> _Given instruction_: Reproduce the stretch of the forum thread below on beard rubbing, from "## pjewel (Apr" through "it probably itches?".

# rubbing beard on floor normal?



## Pancake (Oct 20, 2010)

Hi,

I have noticed Luigi rubbing his little face really his "beard" on the floor before he eats and sometimes when he is not eating. He went to the groomer last week so the hair is not super long. Is this just a little quirk? Or could something be bothering him?

Lugi is the first puppy I have ever had and we just love him to pieces!! 
Thank You for any advice in advance!


----------



## pjewel (Apr 11, 2007)

There's nothing unusual about that. A lot of them do it for various reasons. Don't worry about it. I'm sure in the morning a lot of other people will weigh in.


----------



## motherslittlehelper (Mar 18, 2010)

Yes, Augie does it too - frequently - usually after I have combed him and made him all 'pretty'. Figure he doesn't want to look too 'prissy' - after all, he is a guy, and going for a bit of a disheveled look! :biggrin1: Actually, with all that hair around their chin/jowl area, it probably itches?


----------



## Laurief (Nov 7, 2006)

Hehe - my guys do that every single time that they get a bath!! And very often the prefer to do it outside in the grass! 
I think that they do it on purpose


----------



## krandall (Jun 11, 2009)

> _Record extracts_:
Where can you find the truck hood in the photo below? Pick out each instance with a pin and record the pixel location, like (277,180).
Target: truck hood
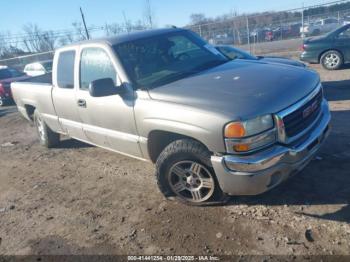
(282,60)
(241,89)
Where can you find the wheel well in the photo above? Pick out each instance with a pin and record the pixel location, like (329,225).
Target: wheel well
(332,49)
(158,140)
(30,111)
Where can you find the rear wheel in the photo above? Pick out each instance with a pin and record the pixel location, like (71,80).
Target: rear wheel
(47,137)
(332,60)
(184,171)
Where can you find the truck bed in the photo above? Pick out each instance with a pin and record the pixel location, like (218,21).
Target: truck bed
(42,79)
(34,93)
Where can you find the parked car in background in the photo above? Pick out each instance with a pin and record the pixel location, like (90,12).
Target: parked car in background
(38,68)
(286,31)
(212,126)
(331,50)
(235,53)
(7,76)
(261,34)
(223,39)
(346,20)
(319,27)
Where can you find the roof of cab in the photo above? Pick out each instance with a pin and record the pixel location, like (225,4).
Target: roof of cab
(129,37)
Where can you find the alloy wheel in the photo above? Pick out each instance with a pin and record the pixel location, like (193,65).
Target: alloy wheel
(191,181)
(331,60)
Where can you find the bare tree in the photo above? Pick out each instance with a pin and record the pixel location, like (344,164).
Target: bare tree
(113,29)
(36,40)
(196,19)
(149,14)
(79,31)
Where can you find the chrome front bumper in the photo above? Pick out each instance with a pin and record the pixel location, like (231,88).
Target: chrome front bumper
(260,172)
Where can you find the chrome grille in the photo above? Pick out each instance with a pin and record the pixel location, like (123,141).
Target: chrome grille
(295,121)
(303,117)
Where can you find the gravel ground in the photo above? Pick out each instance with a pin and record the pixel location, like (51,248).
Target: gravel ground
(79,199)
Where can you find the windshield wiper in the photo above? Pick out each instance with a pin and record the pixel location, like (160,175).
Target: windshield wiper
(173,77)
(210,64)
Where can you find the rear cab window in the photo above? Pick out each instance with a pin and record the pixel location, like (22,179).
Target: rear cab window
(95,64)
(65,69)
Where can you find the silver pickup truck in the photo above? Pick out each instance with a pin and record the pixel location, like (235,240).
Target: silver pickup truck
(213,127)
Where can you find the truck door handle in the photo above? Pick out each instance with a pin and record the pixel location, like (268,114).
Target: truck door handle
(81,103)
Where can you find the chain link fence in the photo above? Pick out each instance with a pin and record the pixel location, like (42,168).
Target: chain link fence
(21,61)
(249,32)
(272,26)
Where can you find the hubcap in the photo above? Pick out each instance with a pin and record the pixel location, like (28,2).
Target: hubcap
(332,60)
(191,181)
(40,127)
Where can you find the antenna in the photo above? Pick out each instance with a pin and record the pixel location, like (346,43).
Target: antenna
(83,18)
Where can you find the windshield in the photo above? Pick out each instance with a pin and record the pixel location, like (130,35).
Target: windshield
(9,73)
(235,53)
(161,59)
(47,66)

==

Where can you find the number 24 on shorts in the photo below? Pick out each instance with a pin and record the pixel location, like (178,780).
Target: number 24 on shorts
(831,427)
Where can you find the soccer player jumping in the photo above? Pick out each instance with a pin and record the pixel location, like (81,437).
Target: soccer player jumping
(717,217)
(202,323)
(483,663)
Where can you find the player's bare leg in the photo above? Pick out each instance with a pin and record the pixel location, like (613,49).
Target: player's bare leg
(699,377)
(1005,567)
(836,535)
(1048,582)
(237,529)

> _Complete response_:
## pjewel (Apr 11, 2007)

There's nothing unusual about that. A lot of them do it for various reasons. Don't worry about it. I'm sure in the morning a lot of other people will weigh in.


----------



## motherslittlehelper (Mar 18, 2010)

Yes, Augie does it too - frequently - usually after I have combed him and made him all 'pretty'. Figure he doesn't want to look too 'prissy' - after all, he is a guy, and going for a bit of a disheveled look! :biggrin1: Actually, with all that hair around their chin/jowl area, it probably itches?